▶ **WORK INSTRUCTION 1**
In the Perth Hills fire report, how many houses were destroyed in Roleystone and Kelmscott?
▶ **WORK INSTRUCTION 2**
Reproduce the part of the Perth Hills fire report starting with "Just day earlier" and going on through "to…others will not.".

▶ **GIVEN PASSAGE**
::::::

Perth Hills burn

The two blazes have destroyed 4,000 acres of forested land to the north and southeast of Perth since Saturday.

In Roleystone and the nearby community of Kelmscott, 68 houses were destroyed and many more have been damaged.

Two hundred firefighters battled desperately to control the flames but they were unable to save the houses, the authority’s chief operations officer, Craig Hynes, said.

He feared that the tally of destroyed houses could rise as a survey of the Perth Hills area continued.

A firefighter who was injured fighting that blaze, which erupted shortly before noon on Sunday, was in stable condition at a hospital, Hynes said.

The devastating fires come after weeks of extreme weather conditions that have paralysed parts of Autstralia.

Just day earlier a category five cyclone, the largest tropical storm to hit Australia, flattened scores of properties in Queensland causing an estimated $3.5 billion of damage.

The freak typhoon came just weeks after severe flooding hit two-thirds of the state, killing at least 35 people.

But the fires have not yet claimed any lives. The authority has not released details of how a female firefighter was hurt as she tackled the flames.

Several residents took themselves to hospitals after suffering minor smoke inhalation, Hynes said.

‘The pleasing thing is that there’s been no serious injuries or fatalities,’ he said.

Residents who were evacuated from the path of the blaze on Sunday only just been allowed back to their homes. Some will have a home to go back to…others will not.

I managed to get into the Clifton Hills area on Sunday evening. The whole of the hills were alight, and it was so windy. You could actually see the wind blowing the fire down the hill…there were spot fires everywhere.

I ran further up the hill with one resident, who’d decided to stay, and we saw, what I can only describe as, a fire-bomb come over and land on a house. There was this massive explosion with the impact of the fire being thrown by the wind. The house went up in seconds. Luckily no one was at hone.

We all tried to save the house but didn’t have a chance. We were then more concerned on making sure the fire didn’t spread to the houses around it. We managed to contain the fire which was great, but the resident with whom I’d ran up the hill with, had his house on fire now. On returning to his house, the same thing was going on. The wonderful neighbours were out there trying to put it out. He lost his house, but the community spirit is amazing. It really gives you a bit of faith in man-kind…well, at least in Australians.

At the local IGA, they were putting on free food, and there was a burger van giving free food to folk that needed it.

::::::

▶ **SOURCE INFORMATION**
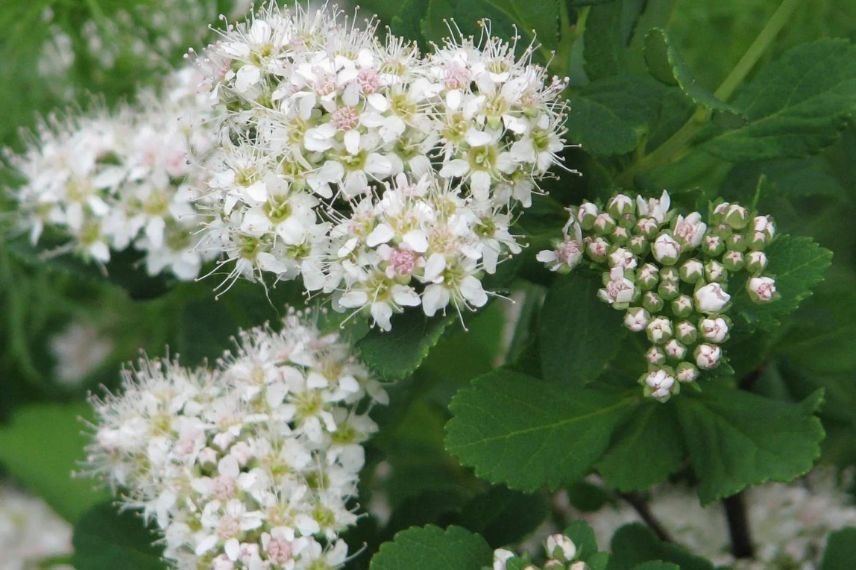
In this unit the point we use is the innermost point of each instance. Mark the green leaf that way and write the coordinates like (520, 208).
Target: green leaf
(541, 17)
(636, 544)
(503, 516)
(840, 550)
(578, 333)
(798, 265)
(645, 451)
(528, 433)
(396, 354)
(41, 447)
(105, 539)
(610, 116)
(736, 439)
(430, 547)
(795, 105)
(666, 64)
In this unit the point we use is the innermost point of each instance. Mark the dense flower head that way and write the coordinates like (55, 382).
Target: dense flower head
(107, 181)
(670, 273)
(252, 464)
(382, 176)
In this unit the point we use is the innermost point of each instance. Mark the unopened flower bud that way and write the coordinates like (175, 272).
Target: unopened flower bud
(659, 384)
(715, 271)
(586, 215)
(655, 356)
(756, 262)
(736, 216)
(686, 332)
(636, 319)
(666, 249)
(652, 302)
(597, 249)
(560, 547)
(619, 205)
(686, 372)
(736, 242)
(603, 224)
(675, 350)
(668, 290)
(707, 356)
(711, 298)
(647, 227)
(622, 258)
(691, 271)
(732, 260)
(762, 289)
(638, 245)
(682, 306)
(689, 231)
(659, 330)
(647, 276)
(713, 330)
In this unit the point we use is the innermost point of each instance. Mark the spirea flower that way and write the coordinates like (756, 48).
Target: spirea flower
(248, 465)
(110, 181)
(670, 272)
(379, 175)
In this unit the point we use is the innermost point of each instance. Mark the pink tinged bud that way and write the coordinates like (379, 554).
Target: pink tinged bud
(666, 249)
(686, 372)
(659, 330)
(689, 230)
(659, 384)
(636, 319)
(691, 271)
(708, 356)
(622, 258)
(711, 298)
(756, 261)
(560, 547)
(761, 289)
(713, 330)
(655, 356)
(675, 350)
(715, 271)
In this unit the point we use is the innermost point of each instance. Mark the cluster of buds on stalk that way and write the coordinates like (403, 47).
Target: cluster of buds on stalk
(670, 274)
(561, 554)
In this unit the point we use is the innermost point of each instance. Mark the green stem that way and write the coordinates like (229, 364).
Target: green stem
(676, 146)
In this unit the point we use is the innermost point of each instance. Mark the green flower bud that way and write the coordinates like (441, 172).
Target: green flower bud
(715, 271)
(682, 306)
(686, 332)
(691, 271)
(647, 276)
(652, 302)
(733, 260)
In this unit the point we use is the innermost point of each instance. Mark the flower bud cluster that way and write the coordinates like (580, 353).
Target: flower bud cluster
(320, 118)
(670, 274)
(110, 181)
(561, 554)
(252, 464)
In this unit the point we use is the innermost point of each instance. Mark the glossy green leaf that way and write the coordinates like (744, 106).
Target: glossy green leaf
(528, 433)
(736, 439)
(431, 547)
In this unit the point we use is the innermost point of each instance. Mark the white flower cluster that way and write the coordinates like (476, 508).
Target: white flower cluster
(670, 273)
(320, 117)
(110, 181)
(789, 523)
(252, 465)
(30, 531)
(561, 554)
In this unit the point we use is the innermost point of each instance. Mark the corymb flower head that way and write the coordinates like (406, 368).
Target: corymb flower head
(671, 273)
(251, 464)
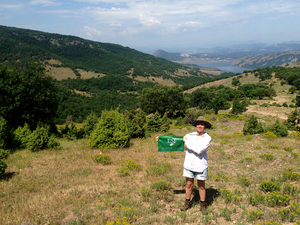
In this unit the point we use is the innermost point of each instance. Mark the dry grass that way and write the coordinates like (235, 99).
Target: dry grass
(47, 186)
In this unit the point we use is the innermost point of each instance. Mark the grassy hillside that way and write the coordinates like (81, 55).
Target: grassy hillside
(52, 186)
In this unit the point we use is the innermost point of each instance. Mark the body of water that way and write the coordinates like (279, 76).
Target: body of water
(224, 66)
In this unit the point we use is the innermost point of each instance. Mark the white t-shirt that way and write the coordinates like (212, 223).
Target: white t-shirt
(195, 155)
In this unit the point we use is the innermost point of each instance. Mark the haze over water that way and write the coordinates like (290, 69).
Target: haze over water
(224, 66)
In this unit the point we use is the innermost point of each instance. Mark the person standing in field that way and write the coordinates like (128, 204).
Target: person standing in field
(195, 162)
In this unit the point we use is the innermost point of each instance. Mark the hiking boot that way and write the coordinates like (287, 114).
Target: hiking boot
(203, 207)
(186, 206)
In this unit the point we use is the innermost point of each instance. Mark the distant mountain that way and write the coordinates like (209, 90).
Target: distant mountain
(268, 60)
(23, 45)
(168, 56)
(228, 53)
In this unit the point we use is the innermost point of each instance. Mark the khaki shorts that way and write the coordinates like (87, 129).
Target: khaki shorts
(198, 175)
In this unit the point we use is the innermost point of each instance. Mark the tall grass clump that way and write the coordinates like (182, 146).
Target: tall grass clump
(128, 165)
(103, 159)
(269, 186)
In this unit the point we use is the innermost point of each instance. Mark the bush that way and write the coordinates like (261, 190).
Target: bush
(6, 135)
(137, 124)
(40, 139)
(252, 126)
(191, 115)
(279, 129)
(21, 135)
(111, 131)
(71, 132)
(158, 124)
(90, 123)
(3, 155)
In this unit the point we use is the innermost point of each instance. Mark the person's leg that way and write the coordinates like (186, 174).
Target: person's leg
(188, 194)
(189, 187)
(202, 193)
(201, 186)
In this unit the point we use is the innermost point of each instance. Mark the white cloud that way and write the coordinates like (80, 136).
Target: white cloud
(148, 20)
(91, 32)
(42, 2)
(10, 6)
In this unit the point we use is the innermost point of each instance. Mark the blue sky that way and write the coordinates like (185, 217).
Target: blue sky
(172, 25)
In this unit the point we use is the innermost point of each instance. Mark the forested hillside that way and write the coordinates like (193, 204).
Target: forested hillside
(125, 72)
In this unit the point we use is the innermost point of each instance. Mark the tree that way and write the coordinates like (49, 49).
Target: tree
(293, 120)
(238, 106)
(219, 103)
(292, 89)
(27, 97)
(111, 131)
(162, 99)
(235, 82)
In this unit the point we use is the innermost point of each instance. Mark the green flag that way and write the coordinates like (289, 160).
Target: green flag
(170, 143)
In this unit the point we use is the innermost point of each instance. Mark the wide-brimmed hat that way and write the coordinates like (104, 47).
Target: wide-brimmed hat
(202, 120)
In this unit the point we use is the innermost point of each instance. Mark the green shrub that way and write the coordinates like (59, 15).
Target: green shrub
(71, 132)
(40, 139)
(3, 155)
(252, 126)
(6, 135)
(103, 159)
(21, 135)
(111, 131)
(269, 186)
(157, 123)
(278, 129)
(137, 123)
(90, 123)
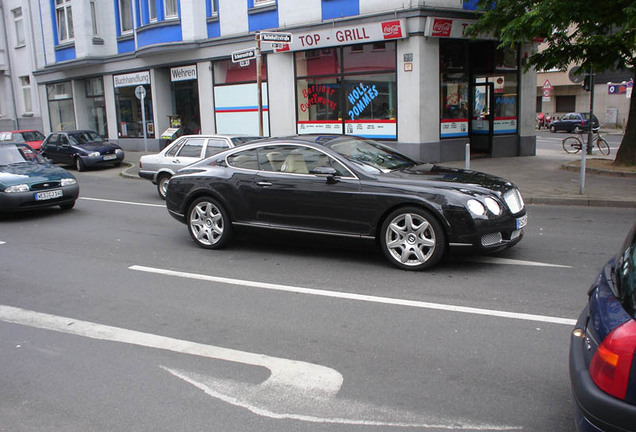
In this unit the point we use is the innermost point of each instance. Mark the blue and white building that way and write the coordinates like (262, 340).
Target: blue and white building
(399, 71)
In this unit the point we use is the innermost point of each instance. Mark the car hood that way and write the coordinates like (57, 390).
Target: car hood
(30, 173)
(451, 178)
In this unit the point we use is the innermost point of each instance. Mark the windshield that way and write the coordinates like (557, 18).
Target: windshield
(626, 274)
(371, 153)
(10, 155)
(85, 137)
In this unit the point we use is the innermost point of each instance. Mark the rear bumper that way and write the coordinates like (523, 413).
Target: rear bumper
(595, 409)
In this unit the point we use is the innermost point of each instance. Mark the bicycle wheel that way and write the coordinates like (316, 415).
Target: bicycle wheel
(603, 146)
(572, 145)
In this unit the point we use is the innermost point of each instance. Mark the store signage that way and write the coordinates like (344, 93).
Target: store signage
(244, 55)
(347, 35)
(446, 27)
(129, 80)
(183, 73)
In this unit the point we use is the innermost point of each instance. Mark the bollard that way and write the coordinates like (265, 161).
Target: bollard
(467, 164)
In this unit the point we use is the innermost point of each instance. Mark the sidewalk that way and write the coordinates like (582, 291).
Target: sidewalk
(547, 178)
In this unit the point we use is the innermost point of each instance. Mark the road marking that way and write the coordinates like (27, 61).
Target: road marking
(358, 297)
(508, 261)
(295, 375)
(294, 390)
(122, 202)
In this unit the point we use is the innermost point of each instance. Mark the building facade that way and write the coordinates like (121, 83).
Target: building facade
(402, 72)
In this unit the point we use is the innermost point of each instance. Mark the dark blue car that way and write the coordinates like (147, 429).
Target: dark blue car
(602, 359)
(28, 181)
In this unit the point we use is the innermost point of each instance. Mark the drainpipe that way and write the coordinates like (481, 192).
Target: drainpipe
(8, 72)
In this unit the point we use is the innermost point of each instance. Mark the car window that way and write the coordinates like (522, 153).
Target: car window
(192, 148)
(246, 159)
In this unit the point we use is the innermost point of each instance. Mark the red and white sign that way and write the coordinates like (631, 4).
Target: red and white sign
(347, 35)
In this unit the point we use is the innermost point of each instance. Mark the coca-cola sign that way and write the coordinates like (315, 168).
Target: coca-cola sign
(442, 27)
(392, 29)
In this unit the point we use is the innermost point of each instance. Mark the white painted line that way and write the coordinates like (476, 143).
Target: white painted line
(508, 261)
(122, 202)
(291, 374)
(359, 297)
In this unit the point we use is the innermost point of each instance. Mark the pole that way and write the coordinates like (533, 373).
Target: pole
(259, 84)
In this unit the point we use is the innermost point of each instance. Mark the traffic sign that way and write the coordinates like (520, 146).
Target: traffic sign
(244, 55)
(276, 37)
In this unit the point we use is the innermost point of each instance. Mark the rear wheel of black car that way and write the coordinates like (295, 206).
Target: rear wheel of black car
(162, 185)
(209, 224)
(413, 239)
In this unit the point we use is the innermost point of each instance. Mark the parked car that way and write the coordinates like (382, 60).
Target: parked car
(346, 186)
(602, 347)
(187, 149)
(31, 137)
(82, 148)
(573, 122)
(28, 181)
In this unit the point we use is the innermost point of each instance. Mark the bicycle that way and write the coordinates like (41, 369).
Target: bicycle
(574, 144)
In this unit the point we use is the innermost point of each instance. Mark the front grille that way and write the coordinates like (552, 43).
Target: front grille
(491, 239)
(45, 185)
(514, 201)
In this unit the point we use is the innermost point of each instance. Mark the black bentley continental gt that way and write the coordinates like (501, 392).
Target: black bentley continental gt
(346, 186)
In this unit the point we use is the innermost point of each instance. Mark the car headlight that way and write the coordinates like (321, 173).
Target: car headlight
(476, 207)
(17, 188)
(493, 206)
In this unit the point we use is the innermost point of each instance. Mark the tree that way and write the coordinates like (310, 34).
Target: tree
(583, 32)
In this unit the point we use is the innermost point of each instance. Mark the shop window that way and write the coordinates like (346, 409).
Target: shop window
(96, 105)
(64, 20)
(60, 102)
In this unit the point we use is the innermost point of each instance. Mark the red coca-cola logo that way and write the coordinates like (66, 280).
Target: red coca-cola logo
(392, 29)
(442, 27)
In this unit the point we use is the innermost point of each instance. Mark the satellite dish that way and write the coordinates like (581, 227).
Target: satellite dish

::::::

▶ **WRITTEN RESPONSE 1**
68 houses

▶ **WRITTEN RESPONSE 2**
Just day earlier a category five cyclone, the largest tropical storm to hit Australia, flattened scores of properties in Queensland causing an estimated $3.5 billion of damage.

The freak typhoon came just weeks after severe flooding hit two-thirds of the state, killing at least 35 people.

But the fires have not yet claimed any lives. The authority has not released details of how a female firefighter was hurt as she tackled the flames.

Several residents took themselves to hospitals after suffering minor smoke inhalation, Hynes said.

‘The pleasing thing is that there’s been no serious injuries or fatalities,’ he said.

Residents who were evacuated from the path of the blaze on Sunday only just been allowed back to their homes. Some will have a home to go back to…others will not.